[Point localization data]
►

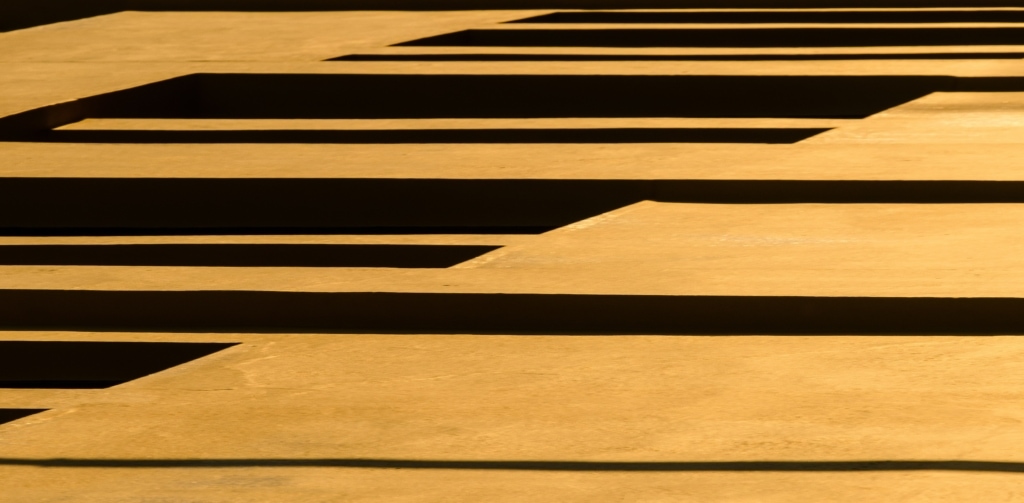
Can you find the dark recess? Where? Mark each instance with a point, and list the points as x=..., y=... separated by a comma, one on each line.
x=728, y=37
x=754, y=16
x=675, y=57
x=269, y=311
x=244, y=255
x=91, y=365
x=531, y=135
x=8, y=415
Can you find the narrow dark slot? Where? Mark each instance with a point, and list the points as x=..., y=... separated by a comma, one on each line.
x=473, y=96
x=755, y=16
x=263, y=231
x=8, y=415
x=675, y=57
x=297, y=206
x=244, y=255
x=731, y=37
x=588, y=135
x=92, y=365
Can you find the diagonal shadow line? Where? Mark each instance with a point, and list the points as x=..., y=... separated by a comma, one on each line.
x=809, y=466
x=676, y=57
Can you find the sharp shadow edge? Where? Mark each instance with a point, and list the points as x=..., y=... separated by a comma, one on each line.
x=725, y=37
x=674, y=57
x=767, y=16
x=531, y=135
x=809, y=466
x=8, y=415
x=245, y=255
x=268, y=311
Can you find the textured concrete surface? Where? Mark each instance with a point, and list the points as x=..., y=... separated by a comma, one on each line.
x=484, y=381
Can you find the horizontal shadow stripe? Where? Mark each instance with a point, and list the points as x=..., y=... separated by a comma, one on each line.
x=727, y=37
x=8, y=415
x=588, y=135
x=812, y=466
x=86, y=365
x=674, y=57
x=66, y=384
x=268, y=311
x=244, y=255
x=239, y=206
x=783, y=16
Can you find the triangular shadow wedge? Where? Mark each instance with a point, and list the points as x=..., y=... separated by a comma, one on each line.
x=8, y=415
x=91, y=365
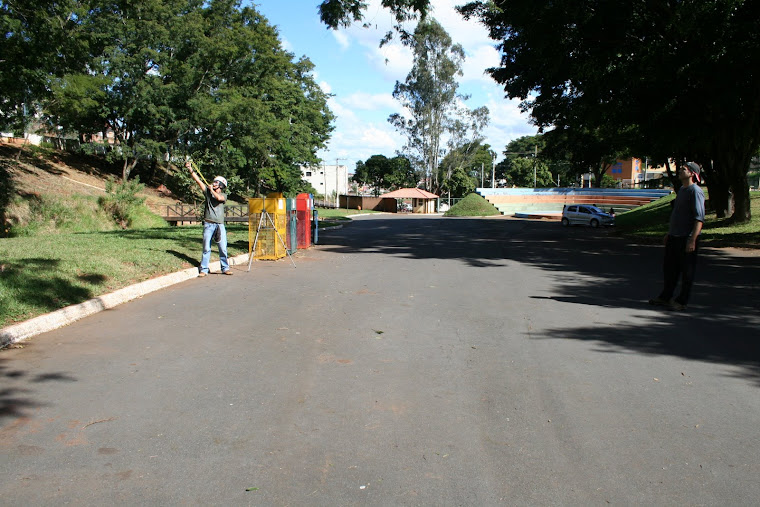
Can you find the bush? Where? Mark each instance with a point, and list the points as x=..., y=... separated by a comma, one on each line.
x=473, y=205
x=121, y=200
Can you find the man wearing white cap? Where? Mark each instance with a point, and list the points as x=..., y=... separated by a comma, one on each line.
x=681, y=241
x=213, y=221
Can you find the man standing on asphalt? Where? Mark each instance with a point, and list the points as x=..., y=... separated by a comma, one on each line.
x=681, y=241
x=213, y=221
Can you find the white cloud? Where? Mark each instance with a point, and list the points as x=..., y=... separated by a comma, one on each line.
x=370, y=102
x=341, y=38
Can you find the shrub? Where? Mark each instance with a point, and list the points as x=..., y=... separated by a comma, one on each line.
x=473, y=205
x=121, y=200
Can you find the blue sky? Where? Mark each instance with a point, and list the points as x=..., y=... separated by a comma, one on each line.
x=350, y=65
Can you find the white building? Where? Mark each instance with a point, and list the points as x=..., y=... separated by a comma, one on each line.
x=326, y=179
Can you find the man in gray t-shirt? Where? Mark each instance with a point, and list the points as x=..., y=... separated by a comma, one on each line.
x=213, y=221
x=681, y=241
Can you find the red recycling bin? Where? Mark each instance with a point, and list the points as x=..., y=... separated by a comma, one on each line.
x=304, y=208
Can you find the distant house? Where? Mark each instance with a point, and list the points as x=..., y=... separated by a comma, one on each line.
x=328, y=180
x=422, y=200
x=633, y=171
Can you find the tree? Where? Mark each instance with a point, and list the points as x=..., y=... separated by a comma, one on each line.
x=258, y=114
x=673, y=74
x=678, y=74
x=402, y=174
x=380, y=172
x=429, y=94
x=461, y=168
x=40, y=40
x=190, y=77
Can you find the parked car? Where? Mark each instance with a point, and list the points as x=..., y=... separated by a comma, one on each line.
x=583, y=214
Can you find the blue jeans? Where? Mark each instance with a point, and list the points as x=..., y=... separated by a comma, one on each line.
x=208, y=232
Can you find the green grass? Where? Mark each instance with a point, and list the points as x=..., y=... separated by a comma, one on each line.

◄

Print all records verbatim, excluding pictures.

Can you find the dark recess? Where? Mark each instance with a point, and list the points as x=..., y=... separated by a comma, one on each line.
x=728, y=37
x=754, y=16
x=675, y=57
x=269, y=311
x=244, y=255
x=91, y=365
x=531, y=135
x=8, y=415
Can you find the narrow dark slot? Where? Mark each instance with a point, and list the points as x=..., y=... separated by a comma, one on each line.
x=473, y=96
x=755, y=16
x=263, y=231
x=8, y=415
x=675, y=57
x=297, y=206
x=244, y=255
x=731, y=37
x=588, y=135
x=92, y=365
Can you find the diagonal shadow line? Where? Mark each instance with a point, and list the points as x=..., y=... separated by a comma, one on each line.
x=809, y=466
x=676, y=57
Can you find the sharp shadow edge? Where? Mark each instance with a point, and list the points as x=..., y=... separated by a comma, one on each line.
x=725, y=37
x=674, y=57
x=767, y=16
x=531, y=135
x=809, y=466
x=8, y=415
x=245, y=255
x=268, y=311
Can you find the textured concrete surface? Where? Mark each instance with a point, and list the points as x=..., y=... separated by a comma, one on each line.
x=484, y=381
Can you find the horizontal shadow stripe? Where? Mark each instance with a point, and list the points as x=..., y=... separated by a comma, one on each line.
x=727, y=37
x=8, y=415
x=588, y=135
x=812, y=466
x=86, y=365
x=674, y=57
x=66, y=384
x=268, y=311
x=244, y=255
x=239, y=206
x=783, y=16
Can you find the triangular shadow wedge? Where? Mark each instance with a point, and list the points as x=..., y=... separated by a comma, one on each line.
x=8, y=415
x=91, y=365
Can you find the bush? Where? Mark each instance with a point, and list the points as x=..., y=... separated by a comma, one on each line.
x=473, y=205
x=121, y=200
Can you find the man wearing white cap? Where? Mark each instance with a point, and list the points as x=..., y=... separated by a comma, one on each line.
x=681, y=241
x=213, y=221
Can you find the man standing on asphalt? Where? Mark each instance with a point, and list the points as x=..., y=... separated by a comma, one on each line.
x=681, y=241
x=213, y=221
Can you find the white cloud? Where? Mark each instance with a point, and list the points as x=..., y=... separated by a comma, one on each line.
x=370, y=102
x=341, y=38
Can you find the shrub? Where? Mark each instance with a point, and list the points as x=..., y=... separated by a comma, one on each line.
x=473, y=205
x=121, y=200
Can you find the blue sky? Where? Mark each instance with a point, and list the points as x=..., y=... separated by a comma, one on each line.
x=350, y=65
Can you find the white building? Where? Mark each instance with a point, and list the points as x=..., y=... separated by a comma, one on each line.
x=326, y=179
Can you find the man in gray t-shirt? Where? Mark each instance with a point, and list the points as x=..., y=... separated by a comma, one on each line.
x=213, y=221
x=681, y=241
Can you find the red recycling bin? Where? Mark each instance with a point, and list the points as x=..., y=... separated by a comma, one on each line.
x=304, y=208
Can you find the distant house? Where? Mark each instance with a point, and list the points as x=..., y=... separated by a comma, one on each line.
x=328, y=180
x=422, y=200
x=633, y=171
Can you find the tree? Where? Mark each instance with a point, and list the points as x=..., y=... separated by a comma, one on each line.
x=258, y=114
x=673, y=74
x=678, y=74
x=402, y=174
x=380, y=172
x=429, y=94
x=461, y=168
x=40, y=40
x=190, y=77
Can you find the parked car? Where? Mark each instance with a point, and list the points as x=..., y=... separated by a comma, one on each line.
x=583, y=214
Can you find the blue jeans? Where? Mark each instance with a point, and list the points as x=..., y=... separated by a comma, one on each line.
x=208, y=232
Can you find the green grass? Where? Mark each instance with a point, and list the points as x=..., y=... separated by a comma, one on each line.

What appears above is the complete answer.